STATED PROBLEM 1 → Please list the situations the essay about being nobody's first choice names as times the writer was overlooked, from childhood through later life.
STATED PROBLEM 2 → Write out the passage of the essay about being nobody's first choice that runs between "Whether it was" and "didn’t know about.", inclusive.

EXCERPT →
□ □ □ □

When You’re Nobody’s First Choice
Finding peace in the ache of being overlooked and the beauty of being called anyway
I was always the kind of girl who got picked second. Sometimes third. Sometimes not at all.
Whether it was a game of netball in childhood, a birthday party invite that never came, the silent shifting in friendship groups, or later, the long stretch of job applications and slow no’s, I knew what it was to be overlooked.
My little heart broke over and over in the quiet. By my teens, I stopped hoping for anything different. By adulthood, it almost became an expectation. If something newer, brighter, or more put-together came along, I’d be the one left behind.
And can I tell you something? That not-ever-being-chosen-first ache does something to you. It settles in deep. It changes the way you walk into a room, the way you sit in spaces where people gather. You question everything. Every look. Every motivation. Even when you are chosen, you wonder if it’s just because someone else pulled out, or if there was an option you didn’t know about.
It chips away at trust, even in the good moments. Because being overlooked too many times trains your heart to expect absence instead of presence.

□ □ □ □

SOURCE EXCERPT →

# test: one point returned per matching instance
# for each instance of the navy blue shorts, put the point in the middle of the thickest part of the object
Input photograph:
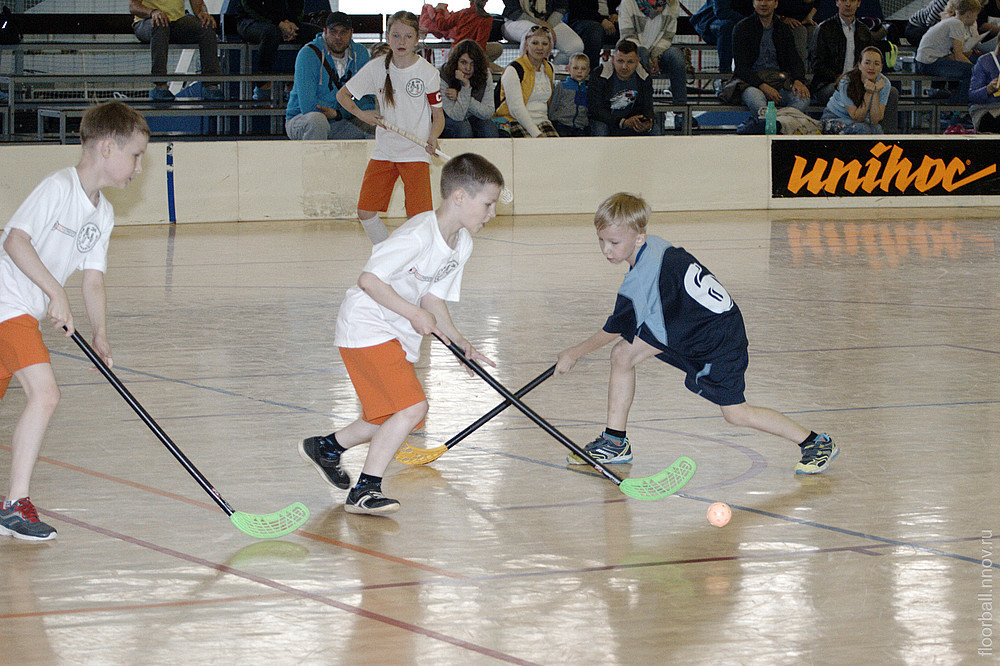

□ □ □ □

TASK RESPONSE 1 →
- a game of netball in childhood
- a birthday party invite that never came
- the silent shifting in friendship groups
- the long stretch of job applications and slow no's

TASK RESPONSE 2 →
Whether it was a game of netball in childhood, a birthday party invite that never came, the silent shifting in friendship groups, or later, the long stretch of job applications and slow no’s, I knew what it was to be overlooked.
My little heart broke over and over in the quiet. By my teens, I stopped hoping for anything different. By adulthood, it almost became an expectation. If something newer, brighter, or more put-together came along, I’d be the one left behind.
And can I tell you something? That not-ever-being-chosen-first ache does something to you. It settles in deep. It changes the way you walk into a room, the way you sit in spaces where people gather. You question everything. Every look. Every motivation. Even when you are chosen, you wonder if it’s just because someone else pulled out, or if there was an option you didn’t know about.